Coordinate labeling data

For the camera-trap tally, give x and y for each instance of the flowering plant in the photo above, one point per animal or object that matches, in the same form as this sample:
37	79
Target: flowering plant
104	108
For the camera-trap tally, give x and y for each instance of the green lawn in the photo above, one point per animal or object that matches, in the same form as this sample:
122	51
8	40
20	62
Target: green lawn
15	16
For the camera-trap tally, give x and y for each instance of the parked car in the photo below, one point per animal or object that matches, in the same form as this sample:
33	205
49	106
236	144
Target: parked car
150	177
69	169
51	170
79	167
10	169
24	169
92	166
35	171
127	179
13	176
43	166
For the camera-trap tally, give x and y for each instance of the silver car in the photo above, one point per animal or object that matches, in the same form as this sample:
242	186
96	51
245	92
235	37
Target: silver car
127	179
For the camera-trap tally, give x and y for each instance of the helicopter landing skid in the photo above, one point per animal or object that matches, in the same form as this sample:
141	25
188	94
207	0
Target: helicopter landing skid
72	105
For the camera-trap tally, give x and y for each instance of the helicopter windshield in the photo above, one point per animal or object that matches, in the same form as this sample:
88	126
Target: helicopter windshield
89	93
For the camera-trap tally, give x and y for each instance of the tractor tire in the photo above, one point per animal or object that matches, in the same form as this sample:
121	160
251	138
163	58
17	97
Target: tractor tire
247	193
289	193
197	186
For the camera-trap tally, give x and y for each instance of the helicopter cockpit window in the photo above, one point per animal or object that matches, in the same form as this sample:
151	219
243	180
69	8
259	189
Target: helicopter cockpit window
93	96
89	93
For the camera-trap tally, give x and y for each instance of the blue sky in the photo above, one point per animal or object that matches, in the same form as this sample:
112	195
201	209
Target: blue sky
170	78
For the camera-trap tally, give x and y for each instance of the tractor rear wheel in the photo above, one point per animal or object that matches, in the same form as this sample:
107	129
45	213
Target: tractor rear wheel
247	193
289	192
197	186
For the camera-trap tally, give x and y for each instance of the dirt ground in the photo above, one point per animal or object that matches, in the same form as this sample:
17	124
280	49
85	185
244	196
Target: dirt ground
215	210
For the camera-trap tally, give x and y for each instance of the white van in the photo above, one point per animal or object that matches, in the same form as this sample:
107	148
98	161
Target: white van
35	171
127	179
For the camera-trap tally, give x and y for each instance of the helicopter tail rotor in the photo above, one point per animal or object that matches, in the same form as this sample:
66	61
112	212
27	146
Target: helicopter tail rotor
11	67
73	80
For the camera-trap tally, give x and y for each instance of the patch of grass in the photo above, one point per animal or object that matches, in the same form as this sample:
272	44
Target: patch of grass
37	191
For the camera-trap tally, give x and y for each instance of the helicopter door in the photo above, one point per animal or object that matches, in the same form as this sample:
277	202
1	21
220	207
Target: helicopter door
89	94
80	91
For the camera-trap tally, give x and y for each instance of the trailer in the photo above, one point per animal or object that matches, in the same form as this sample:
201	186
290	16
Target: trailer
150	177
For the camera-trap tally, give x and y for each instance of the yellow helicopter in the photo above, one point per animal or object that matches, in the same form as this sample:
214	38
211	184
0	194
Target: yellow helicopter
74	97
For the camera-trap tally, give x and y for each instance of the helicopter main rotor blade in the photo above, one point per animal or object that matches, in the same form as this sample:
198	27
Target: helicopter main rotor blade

THE TASK:
Rewrite all of the records above, renaming "camera-trap tally" to "wildlife survey count" wherever it occurs. Leave every other part unchanged.

RESULT OF THE EXERCISE:
For the wildlife survey count, give x and y for each instance of the flowering plant in the photo above, one point per animal or object that matches, in the same form as this sample:
37	79
Target: flowering plant
104	108
For the wildlife survey count, give x and y for each instance of the green lawn in the photo above, one point per animal or object that matches, in the same form as this sample:
122	51
8	40
20	62
Target: green lawn
15	16
For the wildlife survey count, give x and y for each instance of the parked car in the photo below, one point per animal or object that matches, in the same form as this sample:
33	205
49	106
236	144
Target: parked car
150	177
69	169
51	170
79	167
10	169
24	169
92	166
35	171
127	179
13	176
43	166
For the wildlife survey count, give x and y for each instance of the silver car in the photo above, one point per animal or object that matches, in the same form as this sample:
242	186
96	51
245	92
235	37
Target: silver car
127	179
For the wildlife survey count, give x and y for each instance of the helicopter landing skid in the photo above, one point per animal or object that matches, in the same form as this sample:
141	25
188	94
207	0
Target: helicopter landing skid
72	105
For the wildlife survey count, give x and y for each instance of the helicopter windshield in the photo above, one point per animal or object that matches, in the same form as this sample:
88	126
Target: helicopter windshield
89	93
For the wildlife survey count, give x and y for each instance of the tractor tire in the photo above, one point per animal or object that matches, in the same form as this sample:
121	160
251	138
163	58
17	97
Target: tractor tire
247	193
289	193
197	186
For the wildlife survey count, give x and y for each instance of the helicopter cockpit window in the photo above, one point per animal or object that matches, in the same form as this sample:
151	219
243	180
69	8
259	189
Target: helicopter cockpit window
93	96
89	93
For the wildlife survey count, give x and y for each instance of the blue sky in the photo above, one point per animal or object that matches, in the same form as this sample:
112	195
201	209
Target: blue sky
170	78
For the wildlife survey count, give x and y for each instance of the tractor rear wheel in the photo above, one point per animal or object that matches, in the same form as this sample:
107	129
45	213
Target: tractor rear wheel
247	193
289	192
197	186
For the wildlife survey count, give x and y for each instance of the dirt ground in the photo above, one point per animal or object that matches, in the same form as this sample:
17	124
280	49
85	185
244	196
Target: dirt ground
215	210
For the wildlife survey count, give x and y for each instance of the white van in the photo above, one point per animal or object that matches, in the same form as this sample:
107	148
98	161
Target: white van
35	171
127	179
For the wildlife survey count, give x and y for each instance of the helicopter tail rotor in the photo above, one point per animal or object that matches, in the same form as this sample:
66	61
112	212
27	146
Target: helicopter tail rotor
11	67
73	80
For the wildlife survey count, give x and y for each instance of the patch of grass in the photo above, one point per animal or object that matches, in the same form as this sample:
272	44
Target: patch of grass
37	191
For the wildlife survey count, give x and y for each instance of the helicopter door in the photo above, one point per animal or object that matches, in the same form as this sample:
277	202
1	21
220	207
Target: helicopter door
89	94
80	91
For the wildlife survey count, give x and y for each instance of the trailer in the photo above, one point per animal or object that matches, in the same form as this sample:
201	186
290	16
Target: trailer
150	177
For the wildlife survey count, give x and y for each instance of the yellow helicopter in the photo above, one point per animal or object that matches, in the same form as this sample:
214	38
211	184
0	194
Target: yellow helicopter
74	97
For the wildlife survey count, give x and y for each instance of the helicopter main rotor blade in the photo above, one point per animal or object that matches, in the same form as this sample:
198	27
Target: helicopter main rotor blade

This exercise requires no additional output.